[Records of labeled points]
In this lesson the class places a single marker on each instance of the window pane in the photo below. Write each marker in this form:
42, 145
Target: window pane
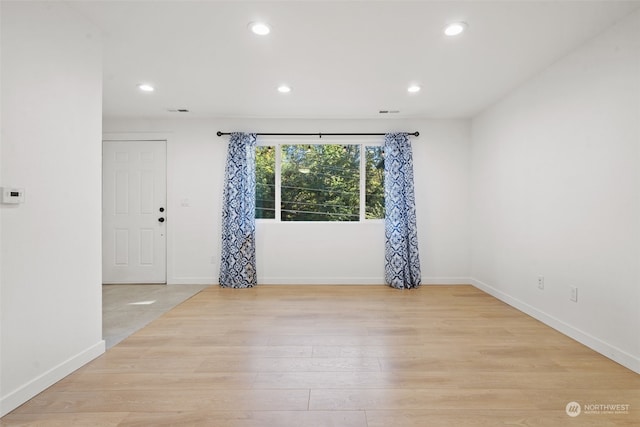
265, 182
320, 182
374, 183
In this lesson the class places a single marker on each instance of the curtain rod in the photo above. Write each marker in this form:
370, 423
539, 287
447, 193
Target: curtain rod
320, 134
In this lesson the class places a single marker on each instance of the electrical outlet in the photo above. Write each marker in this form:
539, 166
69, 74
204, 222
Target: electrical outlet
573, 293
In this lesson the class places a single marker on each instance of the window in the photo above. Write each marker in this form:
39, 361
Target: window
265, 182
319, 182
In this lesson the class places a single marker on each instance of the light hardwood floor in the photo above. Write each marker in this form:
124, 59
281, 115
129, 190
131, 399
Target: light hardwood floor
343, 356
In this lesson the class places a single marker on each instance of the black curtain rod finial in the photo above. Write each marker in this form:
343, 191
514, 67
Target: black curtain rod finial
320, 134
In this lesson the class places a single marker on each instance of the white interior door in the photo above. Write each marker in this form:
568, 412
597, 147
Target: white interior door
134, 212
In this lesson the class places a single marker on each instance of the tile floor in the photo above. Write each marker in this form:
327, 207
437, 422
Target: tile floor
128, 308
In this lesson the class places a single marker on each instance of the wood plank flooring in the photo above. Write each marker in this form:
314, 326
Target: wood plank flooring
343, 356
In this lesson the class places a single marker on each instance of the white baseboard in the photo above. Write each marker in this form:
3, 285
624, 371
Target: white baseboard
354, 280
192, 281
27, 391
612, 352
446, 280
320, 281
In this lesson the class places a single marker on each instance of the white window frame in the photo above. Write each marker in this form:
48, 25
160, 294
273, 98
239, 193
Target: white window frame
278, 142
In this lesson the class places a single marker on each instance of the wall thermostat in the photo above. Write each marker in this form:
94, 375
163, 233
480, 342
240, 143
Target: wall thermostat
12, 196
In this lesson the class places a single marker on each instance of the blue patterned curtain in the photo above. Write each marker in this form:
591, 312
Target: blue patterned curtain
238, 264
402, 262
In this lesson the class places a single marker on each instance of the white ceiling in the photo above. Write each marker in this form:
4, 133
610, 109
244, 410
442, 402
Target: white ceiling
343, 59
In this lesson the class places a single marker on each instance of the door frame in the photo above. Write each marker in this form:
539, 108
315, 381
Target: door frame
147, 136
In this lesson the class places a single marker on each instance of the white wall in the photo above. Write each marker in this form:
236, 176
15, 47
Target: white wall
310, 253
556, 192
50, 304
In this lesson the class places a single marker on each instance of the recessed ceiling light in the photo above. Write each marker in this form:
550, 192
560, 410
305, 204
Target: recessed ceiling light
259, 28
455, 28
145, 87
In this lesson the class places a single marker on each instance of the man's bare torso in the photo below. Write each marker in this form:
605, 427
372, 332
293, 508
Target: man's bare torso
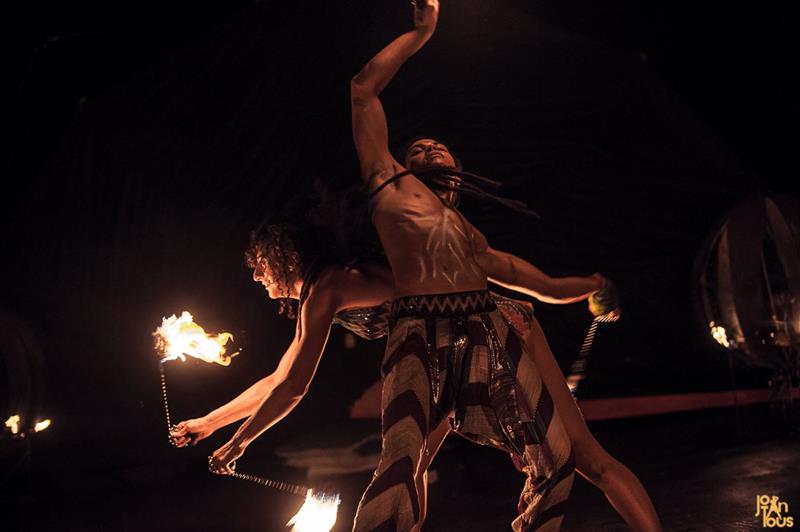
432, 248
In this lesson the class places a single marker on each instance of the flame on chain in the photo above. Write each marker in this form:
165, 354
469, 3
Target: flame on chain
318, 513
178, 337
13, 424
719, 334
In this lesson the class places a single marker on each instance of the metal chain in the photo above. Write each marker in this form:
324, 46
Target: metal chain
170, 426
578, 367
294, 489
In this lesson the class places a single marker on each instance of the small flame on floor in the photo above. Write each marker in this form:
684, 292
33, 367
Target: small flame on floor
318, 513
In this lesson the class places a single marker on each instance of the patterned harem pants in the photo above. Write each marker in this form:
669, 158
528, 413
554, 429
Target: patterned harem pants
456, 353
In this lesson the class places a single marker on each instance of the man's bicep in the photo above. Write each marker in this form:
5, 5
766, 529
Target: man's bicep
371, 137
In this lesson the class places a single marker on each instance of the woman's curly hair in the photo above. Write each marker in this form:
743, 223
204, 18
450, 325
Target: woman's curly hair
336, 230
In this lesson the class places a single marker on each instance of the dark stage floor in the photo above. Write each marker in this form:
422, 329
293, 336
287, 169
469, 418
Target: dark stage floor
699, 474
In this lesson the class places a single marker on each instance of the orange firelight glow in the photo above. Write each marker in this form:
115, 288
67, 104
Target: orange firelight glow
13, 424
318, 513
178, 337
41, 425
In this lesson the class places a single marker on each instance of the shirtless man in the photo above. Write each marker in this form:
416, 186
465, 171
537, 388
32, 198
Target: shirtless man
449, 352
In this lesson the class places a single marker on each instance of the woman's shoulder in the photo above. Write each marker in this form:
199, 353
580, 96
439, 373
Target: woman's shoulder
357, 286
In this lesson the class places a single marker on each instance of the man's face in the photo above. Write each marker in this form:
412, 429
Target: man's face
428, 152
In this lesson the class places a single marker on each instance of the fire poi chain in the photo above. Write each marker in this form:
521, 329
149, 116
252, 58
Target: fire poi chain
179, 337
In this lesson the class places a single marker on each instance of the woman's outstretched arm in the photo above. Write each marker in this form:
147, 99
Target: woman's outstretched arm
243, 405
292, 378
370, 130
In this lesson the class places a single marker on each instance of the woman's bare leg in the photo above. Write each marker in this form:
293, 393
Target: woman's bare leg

--

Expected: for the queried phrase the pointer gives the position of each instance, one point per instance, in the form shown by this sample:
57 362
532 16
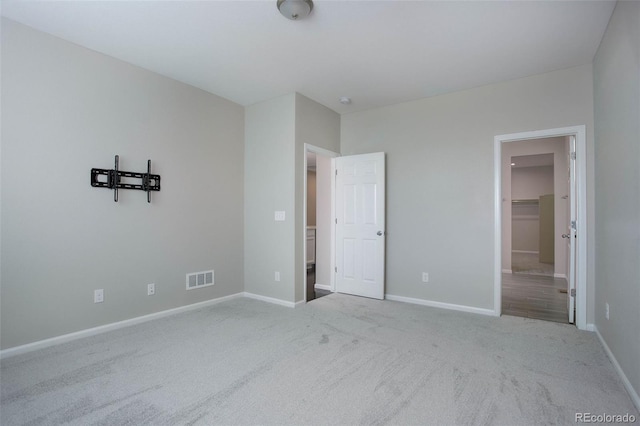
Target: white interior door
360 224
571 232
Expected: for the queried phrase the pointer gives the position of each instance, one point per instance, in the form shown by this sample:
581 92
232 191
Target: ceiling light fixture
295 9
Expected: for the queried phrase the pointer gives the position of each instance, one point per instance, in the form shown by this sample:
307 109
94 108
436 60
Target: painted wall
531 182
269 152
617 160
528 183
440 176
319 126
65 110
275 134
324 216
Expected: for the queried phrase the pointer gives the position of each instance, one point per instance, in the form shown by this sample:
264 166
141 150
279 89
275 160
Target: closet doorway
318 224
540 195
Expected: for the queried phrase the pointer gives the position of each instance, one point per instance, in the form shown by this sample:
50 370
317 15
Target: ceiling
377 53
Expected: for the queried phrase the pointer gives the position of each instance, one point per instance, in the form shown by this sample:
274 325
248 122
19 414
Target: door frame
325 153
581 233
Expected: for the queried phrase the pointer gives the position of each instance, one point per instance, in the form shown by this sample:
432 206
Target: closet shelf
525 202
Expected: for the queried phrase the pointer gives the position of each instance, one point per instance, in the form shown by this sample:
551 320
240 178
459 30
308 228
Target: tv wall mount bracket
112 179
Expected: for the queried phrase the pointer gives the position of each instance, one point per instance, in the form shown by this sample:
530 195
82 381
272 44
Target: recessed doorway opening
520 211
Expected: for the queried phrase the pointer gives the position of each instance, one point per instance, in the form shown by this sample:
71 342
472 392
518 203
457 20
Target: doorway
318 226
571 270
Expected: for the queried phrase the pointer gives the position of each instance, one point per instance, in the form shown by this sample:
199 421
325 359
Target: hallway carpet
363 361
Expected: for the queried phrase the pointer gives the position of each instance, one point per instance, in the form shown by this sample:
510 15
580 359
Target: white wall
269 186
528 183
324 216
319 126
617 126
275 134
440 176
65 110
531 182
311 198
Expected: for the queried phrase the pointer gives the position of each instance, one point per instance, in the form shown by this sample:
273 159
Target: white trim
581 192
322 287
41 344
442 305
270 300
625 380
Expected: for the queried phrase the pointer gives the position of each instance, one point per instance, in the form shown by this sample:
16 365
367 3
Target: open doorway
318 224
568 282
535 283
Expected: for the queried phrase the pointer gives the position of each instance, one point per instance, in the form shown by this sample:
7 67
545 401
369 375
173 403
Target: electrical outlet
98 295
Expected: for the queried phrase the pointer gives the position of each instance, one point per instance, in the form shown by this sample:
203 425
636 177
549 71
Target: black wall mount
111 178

What to do ::
Locate every line of the records that holds the string "shoulder" and copy each one out, treating case as significant.

Exercise result ::
In this lesson the class places a single marker on each instance of the woman's shoulder in the photo above. Write each marker in this form:
Target: woman's shoulder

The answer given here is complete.